**CONSIGNES**
[1] Répondez à ces questions d'après la chronique ci-dessous sur les accords signés dans les grands hôtels d'Haïti :
(a) Dans quelle localité se trouve le Best Western ?
(b) Combien de jours a duré le dernier round de négociations ?
(c) Qui a fondé l'El Rancho ?
[2] Indiquez si chacune de ces affirmations est conforme à la chronique ci-dessous sur les accords signés dans les grands hôtels d'Haïti :
(a) L'exécutif et le Sénat se sont fixé un nouveau rendez-vous.
(b) Les sénateurs accusent le président Michel Martelly de tendances dictatoriales.
(c) L'organisme dont la formation est en jeu doit gérer les prochaines élections.
[3] Écrivez la suite de la chronique ci-dessous sur les accords signés dans les grands hôtels d'Haïti, en partant de sa dernière phrase.

**TEXTE FOURNI**
___

PORT-AU-PRINCE, 8 Juin – On dirait que notre gouvernement s’intéresse aux grands hôtels internationaux plus que toute autre chose.
En tout cas, il a de toute évidence fait plus pour la promotion de ces derniers que pour la réussite des Accords qui y sont signés. Et cela continue … avec la semaine dernière un nouveau round de négociations de deux jours dans l’un de ces nouveaux palaces, le Best Western (à Pétionville). Et comme toujours, la montagne n’a même pas accouché d’une souris. Exécutif et Sénat, on s’est séparé sans même la politesse de se fixer un nouveau rendez-vous.
Mais on n’est pas fâché pour autant puisque dès qu’il s’agit de fouler les tapis moelleux d’un ‘5 étoiles’, nul ne résiste, même les adversaires les plus radicaux en temps ordinaire.
Les sénateurs accusent le président Michel Martelly et son équipe de tendances dictatoriales et jurent de les empêcher d’arriver à leurs fins.
De son côté le pouvoir traite son opposition parlementaire de revanchards qui veulent bloquer toute tentative de changement.
La bataille se situe pour le moment autour de la formation de l’organisme qui doit gérer les prochaines élections (législatives partielles et toutes les municipales et locales) donc capitales pour l’avenir politique.
Mais ce qu’on aura retenu jusqu’à présent c’est le défilé avec large sourire de circonstance à la ronde, la parade aussi incessante qu’infructueuse, sous les lambris dorés des hôtels grand chic où ont lieu ces rencontres, parce que chaque accord ou traité porte le nom de l’un d’eux.

 

Un décor pour scénario à la James Bond …
Quel coup de pub plus extraordinaire que l’Accord d’El Rancho. Le fondateur de ce palace des décennies 50-60 qui ont marqué le pic de l’industrie touristique haïtienne, aujourd’hui encore un décor pour scénario à la James Bond, bien entendu revu et revisité par les nouveaux locataires, Monsieur Albert Silvera, doit se retourner de joie dans sa tombe.
Quant au Best Western, il doit brûler en ce moment force chandelles et prier tous les saints de la liturgie catholique et vodou pour qu’aboutissent les conversations qui ont débuté la semaine écoulée dans ses salons que l’on dit décorés des plus belles créations de l’artisanat local.


Parce qu’un nouvel Accord signé entre des protagonistes qui se déchirent à belles dents dès qu’ils se séparent mais sont toutes dents dehors dès qu’ils franchissent la porte du palace du jour, c’est mieux qu’une page entière dans le New York Times pendant toute l’année.


Karibe-Carifiesta …
Le Karibe n’a rien à envier de ce côté, combien de traités concluant des sommets de la Caricom (association des Etats de la Caraïbe) et autres ‘Carifiesta’ qui ont retenti dans ses murs …
Il est vrai que l’on ne s’appelle pas Karibe pour rien !

___

**EXTRAIT DE DONNÉES**
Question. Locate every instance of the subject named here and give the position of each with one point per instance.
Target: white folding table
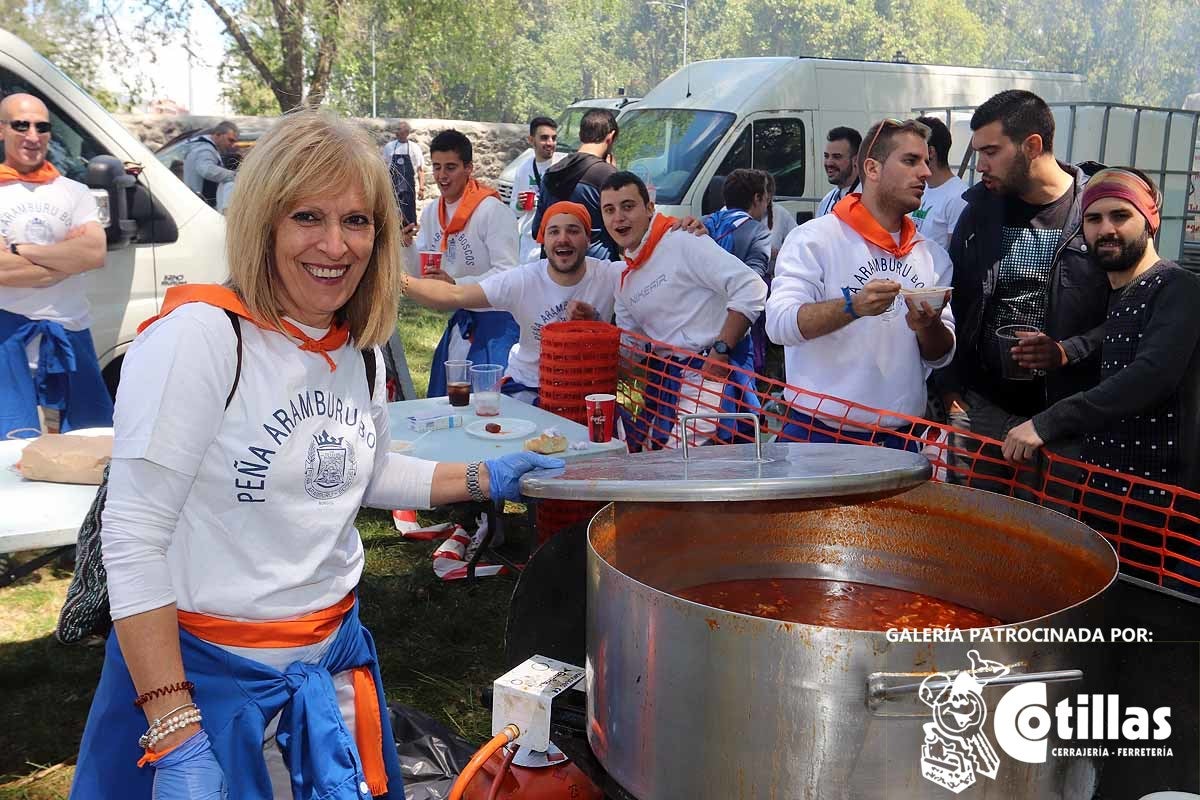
(35, 515)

___

**RÉPONSES**
[1]
(a) À Pétionville.
(b) Deux jours.
(c) Monsieur Albert Silvera.

[2]
(a) Non : « on s’est séparé sans même la politesse de se fixer un nouveau rendez-vous ».
(b) Oui : « Les sénateurs accusent le président Michel Martelly et son équipe de tendances dictatoriales ».
(c) Oui : « la formation de l’organisme qui doit gérer les prochaines élections ».

[3]
Au point que (autre initiative de l’actuel gouvernement), tout comme on dit traité de Chicago ou bien de Vienne, l’on ne dit plus que Accord ou Traité de Karibe !
Est-ce bien constitutionnel puisque officiellement la capitale d’Haïti s’appelle toujours Port-au-Prince ?
Quoique faut-il ajouter jusqu’à nouvel ordre, puisque avec la destruction actuelle du centre-ville de la capitale sans que personne ne puisse dire pour le remplacer par quoi, on ne peut garantir non plus qu’un nouveau nom ne lui sera pas inventé. De quoi réjouir le roi Henri Christophe qui lui jeta un mauvais sort en la surnommant Port-aux-Crimes après l’assassinat de l’Empereur Jean Jacques Dessalines en 1806.

 

C’est du show business …
Enfin the last but not least (le dernier et non le moindre) Royal Oasis, vous avez déjà dit : Royal ! On garde en mémoire son inauguration grandiose en présence du chef de l’Etat et de tout le tralala officiel et diplomatique.
Ce gouvernement a un point à son actif : là où les négociations politiques tardent à se concrétiser, il en aura profité pour faire la promotion des investissements hôteliers ; c’est à chacun de ces derniers de jouer des pieds et des mains dans les couloirs des ministères et du parlement afin d’être choisi pour abriter le prochain ‘spectacle.’ Car les résultats tardent tant à venir que pour le grand public, c’est du show business.
On aurait presque dit que c’est cette heureuse perspective d’une super-promotion (j’ai failli dire : superproduction) sans bourse déliée, qui fait ces petits et grands palais sortir de terre comme par magie.

Les crises politiques ont du bon …
Promotion assurée, oui grâce aux divergences entre les politiques haïtiens !
Bientôt le Marriott mais n’est-ce pas une dépendance de la firme Digicel (téléphonie) si proche des princes qui gouvernent notre destinée. Serait-ce au moins dans ce domaine de l’hostellerie.
Puis le Hilton, mais ce dernier est déjà un habitué des James Bond (ex. Goldfinger) !
Morale de l’histoire : les crises politiques haïtiennes ne sont pas totalement gratuites !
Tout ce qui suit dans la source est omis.